Listado de datos —
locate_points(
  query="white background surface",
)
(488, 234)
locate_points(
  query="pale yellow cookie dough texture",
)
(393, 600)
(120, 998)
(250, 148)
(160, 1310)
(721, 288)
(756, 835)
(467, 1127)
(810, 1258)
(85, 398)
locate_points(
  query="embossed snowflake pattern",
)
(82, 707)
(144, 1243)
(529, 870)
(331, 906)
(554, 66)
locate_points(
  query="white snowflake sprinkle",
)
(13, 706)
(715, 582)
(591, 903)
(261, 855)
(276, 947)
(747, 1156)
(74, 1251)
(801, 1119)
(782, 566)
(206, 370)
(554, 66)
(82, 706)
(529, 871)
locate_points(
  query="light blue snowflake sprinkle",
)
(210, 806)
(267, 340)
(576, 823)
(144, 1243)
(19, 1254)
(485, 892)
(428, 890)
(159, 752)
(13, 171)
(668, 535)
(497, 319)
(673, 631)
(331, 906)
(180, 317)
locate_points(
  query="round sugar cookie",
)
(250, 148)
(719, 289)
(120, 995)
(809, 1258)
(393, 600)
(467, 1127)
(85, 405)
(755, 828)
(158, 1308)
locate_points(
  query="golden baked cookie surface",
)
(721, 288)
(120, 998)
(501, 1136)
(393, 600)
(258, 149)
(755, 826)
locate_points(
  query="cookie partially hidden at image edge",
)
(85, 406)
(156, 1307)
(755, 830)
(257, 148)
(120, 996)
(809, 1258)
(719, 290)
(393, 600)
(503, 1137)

* * *

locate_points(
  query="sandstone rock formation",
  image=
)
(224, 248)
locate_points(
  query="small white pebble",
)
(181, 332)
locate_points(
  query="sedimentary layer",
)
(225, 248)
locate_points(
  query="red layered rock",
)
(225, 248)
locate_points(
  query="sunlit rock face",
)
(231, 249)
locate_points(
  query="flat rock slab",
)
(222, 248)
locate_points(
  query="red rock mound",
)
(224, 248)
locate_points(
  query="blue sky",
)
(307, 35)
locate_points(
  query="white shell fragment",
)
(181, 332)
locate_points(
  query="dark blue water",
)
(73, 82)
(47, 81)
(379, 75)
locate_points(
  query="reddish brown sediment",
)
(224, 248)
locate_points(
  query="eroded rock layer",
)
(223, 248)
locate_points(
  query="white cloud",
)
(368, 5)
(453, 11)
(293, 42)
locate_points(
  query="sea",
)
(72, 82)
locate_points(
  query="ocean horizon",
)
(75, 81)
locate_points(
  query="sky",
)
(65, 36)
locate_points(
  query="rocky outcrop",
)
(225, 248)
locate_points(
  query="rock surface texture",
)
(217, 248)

...

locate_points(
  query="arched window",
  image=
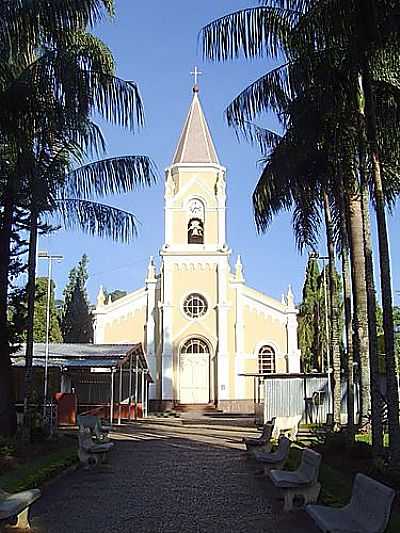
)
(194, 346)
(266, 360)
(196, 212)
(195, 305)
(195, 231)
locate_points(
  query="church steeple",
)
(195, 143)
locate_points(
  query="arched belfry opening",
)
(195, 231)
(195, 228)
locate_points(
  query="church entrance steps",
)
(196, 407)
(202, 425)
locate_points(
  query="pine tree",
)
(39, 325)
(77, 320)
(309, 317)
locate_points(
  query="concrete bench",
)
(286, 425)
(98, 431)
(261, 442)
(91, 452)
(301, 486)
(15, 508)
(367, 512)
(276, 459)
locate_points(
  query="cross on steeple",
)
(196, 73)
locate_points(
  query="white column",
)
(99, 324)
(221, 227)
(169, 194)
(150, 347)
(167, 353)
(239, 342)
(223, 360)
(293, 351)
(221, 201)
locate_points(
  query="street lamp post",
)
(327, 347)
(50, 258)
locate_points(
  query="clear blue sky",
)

Lo requerido —
Indique cuántas líneas de los registros anteriores contienen la cadena "surface". Responda únicamente con el número.

Resultado obtenido —
3